++++ Page extract
It has been suggested that completion of advance directives alone is not adequate for patients and surrogates to make informed in-the-moment decisions.[66] However, randomized controlled trials[67]
[68]
[69] have demonstrated that ACP increases respect for end-of-life wishes, reduces stress and depression among caregivers, and reduces health care utilization at the end of life. A meta-analysis[70] on the impact of ACP has shown that it increases the completion of advance directives, end-of-life discussions, and concordance between wishes and treatment, suggesting that these discussions—especially if held early—are beneficial. Advance care planning is more than just a one-time exercise; it is a continuous dialogue that fosters difficult but honest discussions between the health care team, patients, and caregivers.[65] Moreover, barriers for ACP can be affected by prognostic uncertainty, illness understanding, worry about dying, systemic racism, culture, religion, spirituality, and family values.[65]
[71]
[72]
[73] Effective implementation and utilization of ACP concerning these factors among patients with HNC require further investigation.
Lastly, while there are benefits when palliative care services are used as a gradual and natural transition in the care of patients with HNC and other serious illnesses, primary providers should not neglect to have meaningful conversations and effective communication with their patients. Primary providers are often better positioned to understand the biopsychosocial challenges their patients face from prior continuity of care. The palliative care specialty workforce cannot yet meet the needs of all patients with HNC,[26]
[74] which is why primary providers should train in palliative care and effective communication skills[75]
[76]
[77] to offer them as an adjunct to the meaningful services they already provide. As clinicians are often pressed for time, these efforts must be supported with health care system restructuring to allow adequate time for these conversations to take place.
The present study has several limitations. As this is an observational study, it reflects inherent bias in the behavior of the patients from the treatment and control groups. Since patients were not matched, we could only examine the differences between those who followed up or not to outpatient palliative care services. For example, patients who follow up with an outpatient appointment could be more likely to utilize other services such as the ED. Neither did we collect other potentially explanatory variables for our primary outcomes, such as marital status, tumor staging, PEG-tube status, insurance type, or income. While these would have likely provided additional results, our focus was to examine how the reason for referral to outpatient palliative care affects resource utilization and palliative care-related outcomes.
Conclusions
-
1) Palliative care is known to be beneficial for patients living with serious illnesses, especially HNC, which carries a high symptom burden. The present study demonstrates that outpatient palliative care not only addresses the symptoms of disease, but also leads to earlier, more effective ACP discussions which are crucial for making important end-of-life decisions.
-
2) However, there are discrepancies in the reasons for referral to outpatient palliative care. This may reflect the high symptom burden related to the pain of the patients who follow up with outpatient palliative care treatment and utilize resources.
-
3) There remain various barriers to the early utilization of palliative care. Healthcare teams should continue striving to educate themselves, both on their patients' narratives as well as on the benefits of palliative care treatment. Health care systems should invest in palliative medicine as well as CHWs to provide equitable access to appropriate care. This way, the benefits of palliative care can be maximally achieved at a population level.
++++++++
_Work instruction 1:_
Using the palliative care excerpt, answer these:
(a) According to the meta-analysis, what three things does ACP increase?
(b) Which potentially explanatory variables did the study not collect?
(c) Along with palliative medicine, what should health care systems invest in?
_Work instruction 2:_ Repeat the stretch of the palliative care excerpt from "The present study has" through "palliative care-related outcomes.".
++++ Record excerpts
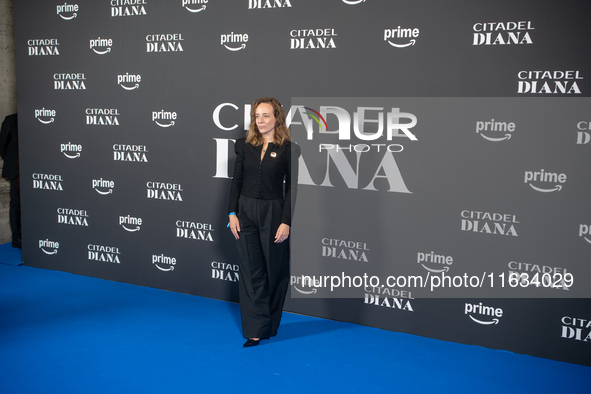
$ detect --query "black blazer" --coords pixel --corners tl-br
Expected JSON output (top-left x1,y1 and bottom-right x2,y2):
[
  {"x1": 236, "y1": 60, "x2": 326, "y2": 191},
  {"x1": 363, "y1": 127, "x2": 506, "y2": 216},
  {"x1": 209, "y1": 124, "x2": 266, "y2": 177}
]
[
  {"x1": 228, "y1": 138, "x2": 300, "y2": 226},
  {"x1": 0, "y1": 114, "x2": 19, "y2": 180}
]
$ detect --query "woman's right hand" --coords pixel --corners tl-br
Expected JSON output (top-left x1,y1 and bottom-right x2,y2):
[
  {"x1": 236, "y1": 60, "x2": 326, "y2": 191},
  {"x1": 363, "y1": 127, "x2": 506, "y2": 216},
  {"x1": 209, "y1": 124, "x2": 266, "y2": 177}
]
[{"x1": 230, "y1": 215, "x2": 240, "y2": 239}]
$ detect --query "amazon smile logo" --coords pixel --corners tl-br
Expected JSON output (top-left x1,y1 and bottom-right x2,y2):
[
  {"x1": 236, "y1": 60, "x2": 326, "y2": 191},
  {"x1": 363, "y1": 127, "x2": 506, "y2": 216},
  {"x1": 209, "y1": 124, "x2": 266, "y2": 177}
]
[
  {"x1": 464, "y1": 302, "x2": 503, "y2": 326},
  {"x1": 152, "y1": 110, "x2": 177, "y2": 127},
  {"x1": 60, "y1": 142, "x2": 82, "y2": 159},
  {"x1": 117, "y1": 73, "x2": 142, "y2": 90},
  {"x1": 220, "y1": 32, "x2": 248, "y2": 52},
  {"x1": 92, "y1": 178, "x2": 115, "y2": 196},
  {"x1": 39, "y1": 239, "x2": 60, "y2": 255},
  {"x1": 182, "y1": 0, "x2": 209, "y2": 13},
  {"x1": 476, "y1": 119, "x2": 515, "y2": 142},
  {"x1": 119, "y1": 215, "x2": 143, "y2": 233},
  {"x1": 152, "y1": 254, "x2": 176, "y2": 272},
  {"x1": 384, "y1": 26, "x2": 419, "y2": 48},
  {"x1": 90, "y1": 37, "x2": 113, "y2": 55},
  {"x1": 56, "y1": 3, "x2": 78, "y2": 21},
  {"x1": 35, "y1": 107, "x2": 56, "y2": 124},
  {"x1": 523, "y1": 169, "x2": 566, "y2": 193},
  {"x1": 417, "y1": 252, "x2": 454, "y2": 274}
]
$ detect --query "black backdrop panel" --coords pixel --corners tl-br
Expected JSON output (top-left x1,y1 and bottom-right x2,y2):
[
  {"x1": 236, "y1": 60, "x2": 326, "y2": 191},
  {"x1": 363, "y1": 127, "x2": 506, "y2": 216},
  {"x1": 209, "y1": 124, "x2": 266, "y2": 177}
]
[{"x1": 14, "y1": 0, "x2": 591, "y2": 365}]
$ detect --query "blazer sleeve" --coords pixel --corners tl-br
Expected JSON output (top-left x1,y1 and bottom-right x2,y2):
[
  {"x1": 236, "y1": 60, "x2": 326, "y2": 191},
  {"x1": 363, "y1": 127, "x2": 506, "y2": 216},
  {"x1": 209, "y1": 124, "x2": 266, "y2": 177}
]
[
  {"x1": 228, "y1": 138, "x2": 246, "y2": 213},
  {"x1": 281, "y1": 142, "x2": 301, "y2": 226}
]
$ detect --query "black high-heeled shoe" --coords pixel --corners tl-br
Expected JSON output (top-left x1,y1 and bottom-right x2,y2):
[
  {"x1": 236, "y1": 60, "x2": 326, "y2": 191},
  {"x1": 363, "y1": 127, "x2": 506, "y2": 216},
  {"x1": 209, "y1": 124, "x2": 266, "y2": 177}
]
[{"x1": 242, "y1": 338, "x2": 261, "y2": 347}]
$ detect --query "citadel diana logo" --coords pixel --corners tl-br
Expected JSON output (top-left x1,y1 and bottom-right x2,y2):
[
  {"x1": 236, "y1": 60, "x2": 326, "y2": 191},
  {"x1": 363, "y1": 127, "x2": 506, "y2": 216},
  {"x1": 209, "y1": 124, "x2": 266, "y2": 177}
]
[
  {"x1": 109, "y1": 0, "x2": 148, "y2": 17},
  {"x1": 27, "y1": 38, "x2": 60, "y2": 56}
]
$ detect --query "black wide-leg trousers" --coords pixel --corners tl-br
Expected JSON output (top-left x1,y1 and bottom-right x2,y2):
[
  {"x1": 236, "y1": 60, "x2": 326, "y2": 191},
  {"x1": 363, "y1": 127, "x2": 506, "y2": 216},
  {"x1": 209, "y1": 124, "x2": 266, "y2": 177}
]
[{"x1": 236, "y1": 195, "x2": 289, "y2": 339}]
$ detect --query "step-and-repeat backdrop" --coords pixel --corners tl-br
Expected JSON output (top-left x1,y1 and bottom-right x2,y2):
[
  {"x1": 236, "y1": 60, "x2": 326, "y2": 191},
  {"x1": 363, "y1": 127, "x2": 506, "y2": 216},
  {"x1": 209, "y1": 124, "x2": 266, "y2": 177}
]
[{"x1": 14, "y1": 0, "x2": 591, "y2": 365}]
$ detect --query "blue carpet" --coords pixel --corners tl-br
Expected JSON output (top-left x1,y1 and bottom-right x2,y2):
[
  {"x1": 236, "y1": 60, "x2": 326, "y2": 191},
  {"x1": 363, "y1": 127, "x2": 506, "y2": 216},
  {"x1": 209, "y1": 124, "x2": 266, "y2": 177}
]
[{"x1": 0, "y1": 245, "x2": 591, "y2": 394}]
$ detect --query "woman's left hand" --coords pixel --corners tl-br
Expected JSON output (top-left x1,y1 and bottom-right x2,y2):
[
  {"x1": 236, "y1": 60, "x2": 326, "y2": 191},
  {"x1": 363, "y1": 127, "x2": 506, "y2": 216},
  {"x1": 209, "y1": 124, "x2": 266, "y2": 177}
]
[{"x1": 275, "y1": 223, "x2": 289, "y2": 244}]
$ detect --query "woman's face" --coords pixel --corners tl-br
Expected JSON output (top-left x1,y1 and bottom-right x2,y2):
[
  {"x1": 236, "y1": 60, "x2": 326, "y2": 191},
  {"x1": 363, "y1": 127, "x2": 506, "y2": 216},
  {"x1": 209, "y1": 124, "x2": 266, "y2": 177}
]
[{"x1": 254, "y1": 103, "x2": 276, "y2": 137}]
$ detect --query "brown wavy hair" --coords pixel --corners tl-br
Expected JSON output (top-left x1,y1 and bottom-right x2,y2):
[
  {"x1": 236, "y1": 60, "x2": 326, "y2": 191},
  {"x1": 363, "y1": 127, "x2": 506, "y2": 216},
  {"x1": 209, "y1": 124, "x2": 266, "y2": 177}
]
[{"x1": 246, "y1": 97, "x2": 291, "y2": 148}]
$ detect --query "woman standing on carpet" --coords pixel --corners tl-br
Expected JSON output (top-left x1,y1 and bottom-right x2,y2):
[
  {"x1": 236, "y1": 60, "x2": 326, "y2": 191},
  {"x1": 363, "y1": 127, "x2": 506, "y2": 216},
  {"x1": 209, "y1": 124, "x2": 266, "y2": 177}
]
[{"x1": 228, "y1": 97, "x2": 300, "y2": 347}]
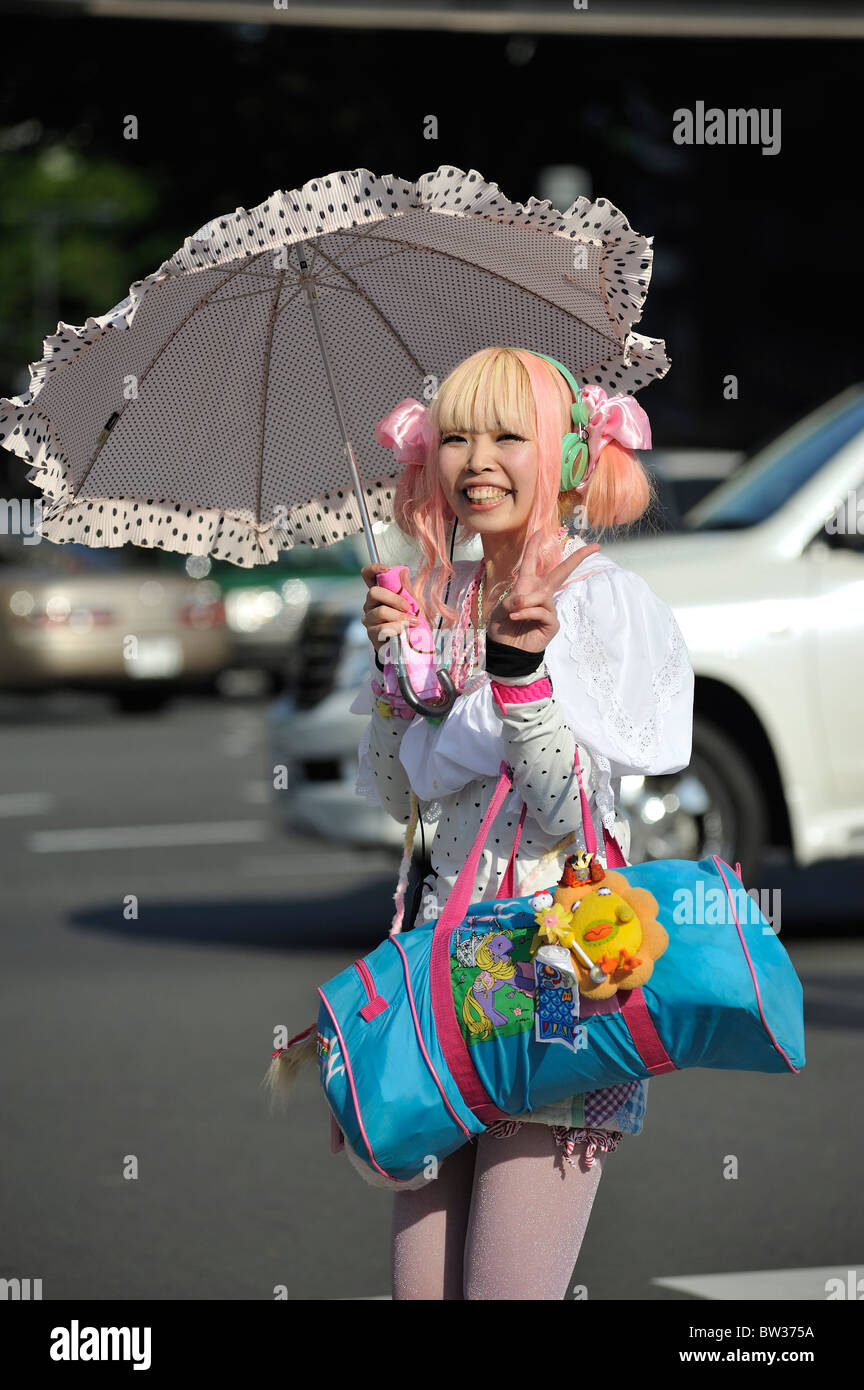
++++++++
_Written answer 1:_
(a) The completion of advance directives, end-of-life discussions, and concordance between wishes and treatment.
(b) Marital status, tumor staging, PEG-tube status, insurance type, and income.
(c) CHWs.

_Written answer 2:_
The present study has several limitations. As this is an observational study, it reflects inherent bias in the behavior of the patients from the treatment and control groups. Since patients were not matched, we could only examine the differences between those who followed up or not to outpatient palliative care services. For example, patients who follow up with an outpatient appointment could be more likely to utilize other services such as the ED. Neither did we collect other potentially explanatory variables for our primary outcomes, such as marital status, tumor staging, PEG-tube status, insurance type, or income. While these would have likely provided additional results, our focus was to examine how the reason for referral to outpatient palliative care affects resource utilization and palliative care-related outcomes.